• TEKS PILIHAN
+---+
Banjarmasin, BARITOPOST.CO.ID – Sidang perkara dugaan pelanggaran Undang-Undang Informasi dan Transaksi Elektronik (ITE) dengan terdakwa Malisa Alima kembali digelar di ruang sidang Kartika Pengadilan Negeri (PN) Banjarmasin, Rabu (20/8).
Sidang dengan nomor perkara 275/pid.sus/2025/PN Bjm tersebut menghadirkan saksi meringankan yang diajukan oleh penasihat hukum terdakwa, Henny Puspitasari SH MH.
Dalam persidangan yang dipimpin hakim ketua Indra Meinantha Vidi SH saksi Zulfian mengatakan mengetahui kasus Malisa vs Ramlah dari media sosial. Ia juga mengaku mengenal Fitriannor terpidana kasus investasi bodong yang sempat viral di Kalimantan Selatan.
+---+
• DATA YANG DIBERIKAN
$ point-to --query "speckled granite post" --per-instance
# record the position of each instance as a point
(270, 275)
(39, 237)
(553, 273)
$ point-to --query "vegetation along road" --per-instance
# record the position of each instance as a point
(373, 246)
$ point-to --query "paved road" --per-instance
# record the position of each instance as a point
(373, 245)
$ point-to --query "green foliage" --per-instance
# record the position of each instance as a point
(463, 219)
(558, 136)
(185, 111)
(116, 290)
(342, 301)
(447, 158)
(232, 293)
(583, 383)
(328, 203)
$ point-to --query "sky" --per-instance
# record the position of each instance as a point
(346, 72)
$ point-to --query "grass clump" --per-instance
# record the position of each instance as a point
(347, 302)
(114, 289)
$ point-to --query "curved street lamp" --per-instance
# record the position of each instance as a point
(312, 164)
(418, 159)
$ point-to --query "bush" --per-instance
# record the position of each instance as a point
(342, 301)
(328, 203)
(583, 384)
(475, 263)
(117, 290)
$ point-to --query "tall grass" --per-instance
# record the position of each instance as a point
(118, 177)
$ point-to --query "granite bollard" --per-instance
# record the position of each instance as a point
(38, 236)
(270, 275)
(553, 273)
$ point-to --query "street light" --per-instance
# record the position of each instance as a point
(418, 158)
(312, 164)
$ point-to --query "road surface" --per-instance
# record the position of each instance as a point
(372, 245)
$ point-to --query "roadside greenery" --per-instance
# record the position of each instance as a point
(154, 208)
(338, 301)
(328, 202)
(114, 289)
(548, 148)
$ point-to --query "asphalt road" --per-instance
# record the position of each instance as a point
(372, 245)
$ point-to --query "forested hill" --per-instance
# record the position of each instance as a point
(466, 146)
+---+
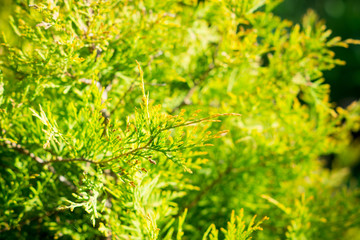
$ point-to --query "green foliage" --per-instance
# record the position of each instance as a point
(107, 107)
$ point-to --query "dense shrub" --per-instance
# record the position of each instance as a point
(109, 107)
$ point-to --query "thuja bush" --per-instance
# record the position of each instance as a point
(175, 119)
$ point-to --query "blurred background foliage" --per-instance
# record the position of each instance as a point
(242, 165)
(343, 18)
+---+
• BERDASARKAN INFORMASI
#1 Ringkaslah berita sidang perkara ITE di atas dalam dua kalimat.
#2 Sebutkan semua nama orang yang disebut dalam berita sidang tersebut.
#3 Tentukan apakah setiap pernyataan berikut sesuai dengan berita sidang tersebut. Jawab ya atau tidak, disertai kutipan kata-kata dari berita yang menjadi dasar jawaban.
(a) Sidang digelar di ruang sidang Kartika Pengadilan Negeri Banjarmasin.
(b) Zulfian mengetahui kasus Malisa vs Ramlah dari surat kabar.
(c) Persidangan dipimpin oleh hakim ketua Henny Puspitasari.

• JAWABAN YANG DIHARAPKAN
#1 Sidang perkara dugaan pelanggaran Undang-Undang ITE dengan terdakwa Malisa Alima kembali digelar di Pengadilan Negeri Banjarmasin pada Rabu (20/8) dengan menghadirkan saksi meringankan yang diajukan oleh penasihat hukum terdakwa, Henny Puspitasari. Dalam persidangan yang dipimpin hakim ketua Indra Meinantha Vidi, saksi Zulfian mengatakan mengetahui kasus Malisa vs Ramlah dari media sosial dan mengaku mengenal Fitriannor, terpidana kasus investasi bodong.

#2
- Malisa Alima
- Henny Puspitasari
- Indra Meinantha Vidi
- Zulfian
- Ramlah
- Fitriannor

#3
(a) Ya: "di ruang sidang Kartika Pengadilan Negeri (PN) Banjarmasin"
(b) Tidak: "mengetahui kasus Malisa vs Ramlah dari media sosial"
(c) Tidak: "dipimpin hakim ketua Indra Meinantha Vidi SH"